━━ TEXTO PARA LEITURA
Um dado que a gente gosta muito de olhar é o número de pessoas que conseguimos interagir num ano. Em 2020 foram cerca de 350, muitas delas fora de São Paulo e até do Brasil, o lado positivo do mundo online! Criamos a Formação Do Caos à Arte – Melhorando Encontros Online e realizamos uma turma aberta e uma in company. E um pouco antes do ano acabar, debutamos com A Pele Que Habito in company, se revelando também uma ótima oficina de Team Building para organizações mais colaborativas.
━━━━
§ TAREFAS PROPOSTAS
1. Segundo o texto sobre as atividades de 2020, com aproximadamente quantas pessoas houve interação naquele ano?
2. Prossiga o texto sobre as atividades de 2020 a partir do ponto em que ele se encerra.
━━ ENTRADAS
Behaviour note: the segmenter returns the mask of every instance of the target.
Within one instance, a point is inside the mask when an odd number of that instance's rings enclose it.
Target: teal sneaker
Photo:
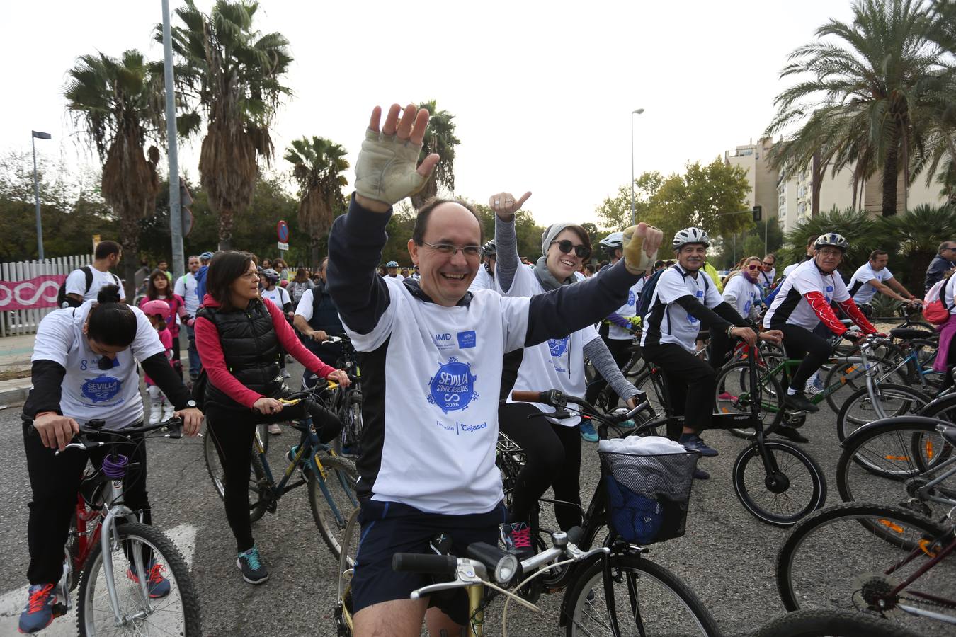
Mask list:
[[[20,632],[39,632],[54,621],[55,584],[34,584],[27,596],[27,607],[20,613]]]
[[[269,579],[269,572],[262,563],[258,546],[253,545],[248,551],[240,553],[236,557],[236,566],[242,571],[242,579],[250,584],[262,584]]]

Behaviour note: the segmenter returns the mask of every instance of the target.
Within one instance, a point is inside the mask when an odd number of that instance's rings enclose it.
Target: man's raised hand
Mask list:
[[[521,196],[521,199],[515,199],[510,192],[500,192],[489,198],[488,205],[494,210],[494,214],[498,216],[498,219],[503,222],[510,222],[514,219],[514,213],[521,209],[521,206],[531,196],[531,192],[526,192]]]
[[[624,265],[631,274],[651,269],[657,259],[663,232],[641,223],[624,230]]]
[[[392,104],[380,130],[380,119],[381,107],[376,106],[356,161],[356,199],[375,212],[386,212],[393,203],[421,190],[439,160],[432,153],[418,165],[428,127],[427,110],[409,104],[402,111]]]

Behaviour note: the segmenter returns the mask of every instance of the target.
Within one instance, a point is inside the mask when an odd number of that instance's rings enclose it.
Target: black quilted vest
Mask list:
[[[204,306],[197,315],[216,326],[229,373],[264,396],[282,395],[285,391],[279,375],[282,351],[272,317],[261,300],[252,299],[245,310],[223,311]],[[206,388],[206,401],[229,409],[247,409],[217,389],[211,379]]]

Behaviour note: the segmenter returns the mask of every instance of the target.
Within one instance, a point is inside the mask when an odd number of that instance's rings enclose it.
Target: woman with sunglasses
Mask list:
[[[542,256],[533,268],[521,266],[514,213],[530,196],[531,193],[526,193],[516,200],[510,193],[501,193],[492,196],[489,202],[495,211],[494,283],[506,296],[534,296],[575,284],[577,282],[575,273],[591,258],[591,241],[584,228],[574,223],[554,223],[541,236]],[[505,356],[502,397],[506,403],[498,410],[498,423],[501,431],[524,450],[527,462],[518,474],[508,523],[501,533],[507,546],[527,555],[533,552],[528,525],[531,507],[549,486],[554,488],[555,499],[571,502],[554,506],[561,529],[566,531],[581,523],[580,417],[548,416],[554,409],[540,403],[512,402],[511,390],[558,389],[584,395],[586,356],[628,406],[634,407],[633,396],[638,391],[621,374],[593,326],[518,352],[514,357]]]
[[[88,459],[98,468],[105,456],[101,450],[77,449],[56,455],[79,432],[78,423],[104,420],[109,430],[142,424],[137,362],[169,397],[187,435],[195,435],[203,421],[183,379],[166,360],[159,334],[139,308],[120,301],[118,286],[103,287],[97,300],[78,308],[47,314],[36,331],[31,362],[33,387],[23,406],[23,445],[32,490],[27,522],[30,591],[20,632],[35,632],[54,620],[55,584],[63,572],[63,546],[83,469]],[[133,436],[134,442],[141,437]],[[125,504],[141,511],[141,521],[149,524],[146,446],[131,445],[126,454],[137,466],[125,478]],[[131,568],[123,576],[138,581],[141,574]],[[150,597],[169,592],[160,567],[149,564],[143,575]]]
━━━━
§ RESPOSTAS DOS EXERCÍCIOS
1. Cerca de 350 pessoas.

2.
E como será 2021? Tudo indica que o cenário não deve mudar, afinal, mesmo tendo vacina, não será pra todo mundo e nem em pouco tempo. Fatos se misturam às opiniões e aos anseios de normalidade para que as recomendações de distanciamento social não sejam cumpridas. Uma justificativa bastante presente tem sido a necessidade de cuidar da saúde mental. Acreditamos na política e na economia do cuidado. Para que ela exista e floresça é preciso o entendimento que isso é tarefa de todas as pessoas e em todos os lugares a todo o momento. Sobretudo no trabalho, onde é dedicada a maior parte do tempo e energia. Queremos contribuir para que mais organizações despertem para o ganho de qualidade de vida e produtividade que os momentos de interação de trabalho podem trazer se também proporcionarem momentos de cuidado mental e emocional.

Seguimos. Tentando ser melhores. Primeiro internamente. E resistir no afeto para persistir encorajando beleza, sentido e espiritualidade.